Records
[Start]
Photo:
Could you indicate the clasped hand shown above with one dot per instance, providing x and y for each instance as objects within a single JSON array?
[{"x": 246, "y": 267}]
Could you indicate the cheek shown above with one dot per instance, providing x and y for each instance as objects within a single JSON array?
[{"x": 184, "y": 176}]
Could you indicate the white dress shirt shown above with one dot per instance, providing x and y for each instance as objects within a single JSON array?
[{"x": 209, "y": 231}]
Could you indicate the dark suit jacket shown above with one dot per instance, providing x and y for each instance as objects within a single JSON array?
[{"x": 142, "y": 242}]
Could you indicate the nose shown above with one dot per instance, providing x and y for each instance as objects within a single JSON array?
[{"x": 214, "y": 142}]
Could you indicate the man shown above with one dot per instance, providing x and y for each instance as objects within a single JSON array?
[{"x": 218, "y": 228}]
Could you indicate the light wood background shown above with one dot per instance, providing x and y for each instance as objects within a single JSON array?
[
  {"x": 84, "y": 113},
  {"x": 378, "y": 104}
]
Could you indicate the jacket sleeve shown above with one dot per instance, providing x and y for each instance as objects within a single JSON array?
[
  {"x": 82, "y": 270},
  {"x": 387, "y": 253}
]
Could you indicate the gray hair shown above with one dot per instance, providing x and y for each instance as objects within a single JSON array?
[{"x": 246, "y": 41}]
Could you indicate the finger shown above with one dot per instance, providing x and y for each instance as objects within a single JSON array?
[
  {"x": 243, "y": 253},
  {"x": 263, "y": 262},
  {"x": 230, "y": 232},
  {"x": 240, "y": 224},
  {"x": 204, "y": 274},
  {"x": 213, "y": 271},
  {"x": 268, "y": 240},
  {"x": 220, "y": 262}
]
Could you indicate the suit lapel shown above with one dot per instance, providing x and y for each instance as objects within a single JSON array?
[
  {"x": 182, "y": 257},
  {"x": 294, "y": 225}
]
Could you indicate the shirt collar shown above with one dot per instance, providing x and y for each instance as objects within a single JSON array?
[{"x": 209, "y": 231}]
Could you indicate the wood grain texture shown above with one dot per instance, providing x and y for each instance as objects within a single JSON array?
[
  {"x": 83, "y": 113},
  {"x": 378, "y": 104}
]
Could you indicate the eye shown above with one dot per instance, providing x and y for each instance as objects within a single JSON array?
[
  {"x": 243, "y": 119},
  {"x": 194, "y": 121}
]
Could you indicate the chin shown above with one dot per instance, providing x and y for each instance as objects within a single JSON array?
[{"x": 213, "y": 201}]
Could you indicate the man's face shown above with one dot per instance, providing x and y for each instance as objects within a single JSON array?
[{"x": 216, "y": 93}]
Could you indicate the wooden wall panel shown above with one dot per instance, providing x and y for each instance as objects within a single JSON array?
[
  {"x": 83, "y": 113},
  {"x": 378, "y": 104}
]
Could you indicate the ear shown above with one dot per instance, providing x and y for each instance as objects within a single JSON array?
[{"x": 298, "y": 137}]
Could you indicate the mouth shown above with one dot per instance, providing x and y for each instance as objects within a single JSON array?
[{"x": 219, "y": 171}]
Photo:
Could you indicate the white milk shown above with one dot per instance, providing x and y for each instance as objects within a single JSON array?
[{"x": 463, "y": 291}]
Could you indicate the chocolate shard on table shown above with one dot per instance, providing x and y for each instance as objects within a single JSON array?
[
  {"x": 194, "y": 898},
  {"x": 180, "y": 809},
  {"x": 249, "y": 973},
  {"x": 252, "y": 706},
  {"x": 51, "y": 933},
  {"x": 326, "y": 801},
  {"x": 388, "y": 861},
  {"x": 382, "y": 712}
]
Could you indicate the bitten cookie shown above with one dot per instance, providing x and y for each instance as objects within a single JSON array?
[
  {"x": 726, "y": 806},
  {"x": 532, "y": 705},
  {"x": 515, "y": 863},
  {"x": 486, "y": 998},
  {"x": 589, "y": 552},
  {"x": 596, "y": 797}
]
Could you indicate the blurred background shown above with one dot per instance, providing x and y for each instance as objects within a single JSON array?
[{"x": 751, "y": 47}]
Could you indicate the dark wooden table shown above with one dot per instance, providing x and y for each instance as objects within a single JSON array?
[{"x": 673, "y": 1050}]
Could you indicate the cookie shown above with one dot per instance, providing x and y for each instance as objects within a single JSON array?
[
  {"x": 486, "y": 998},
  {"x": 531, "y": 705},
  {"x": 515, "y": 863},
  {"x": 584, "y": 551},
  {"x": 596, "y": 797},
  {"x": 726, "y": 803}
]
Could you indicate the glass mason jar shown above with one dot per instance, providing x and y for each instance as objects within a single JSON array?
[End]
- **WRITTEN EXERCISE**
Express the stretch from the line containing "Could you indicate the bitten" through the end of the records as a Markdown table, skipping any blank lines. Use the columns Row and Line, putting the row number in Row and the line itself in Line.

- **COMPLETE ANSWER**
| Row | Line |
|---|---|
| 1 | Could you indicate the bitten cookie shown above with one dot per instance, providing x and y for each instance as objects within a single JSON array? |
| 2 | [ |
| 3 |   {"x": 726, "y": 806}, |
| 4 |   {"x": 532, "y": 705}, |
| 5 |   {"x": 515, "y": 863}, |
| 6 |   {"x": 486, "y": 998}, |
| 7 |   {"x": 589, "y": 552}, |
| 8 |   {"x": 596, "y": 797} |
| 9 | ] |
| 10 | Could you indicate the blurred background shown above with one dot per instance, providing x and y for each instance as objects within a single JSON array? |
| 11 | [{"x": 751, "y": 47}] |
| 12 | Could you indicate the dark wooden table shown above with one dot per instance, providing x and y for each instance as objects within a single JSON array? |
| 13 | [{"x": 673, "y": 1050}] |
| 14 | Could you indicate the cookie shown above with one dot per instance, providing x and y for each instance as objects within a single JSON array? |
| 15 | [ |
| 16 |   {"x": 486, "y": 998}, |
| 17 |   {"x": 531, "y": 705}, |
| 18 |   {"x": 515, "y": 863}, |
| 19 |   {"x": 584, "y": 551}, |
| 20 |   {"x": 596, "y": 797}, |
| 21 |   {"x": 726, "y": 803} |
| 22 | ] |
| 23 | Could you indicate the glass mason jar shown above with one dot per instance, providing x and y for each instance as objects within a single JSON array? |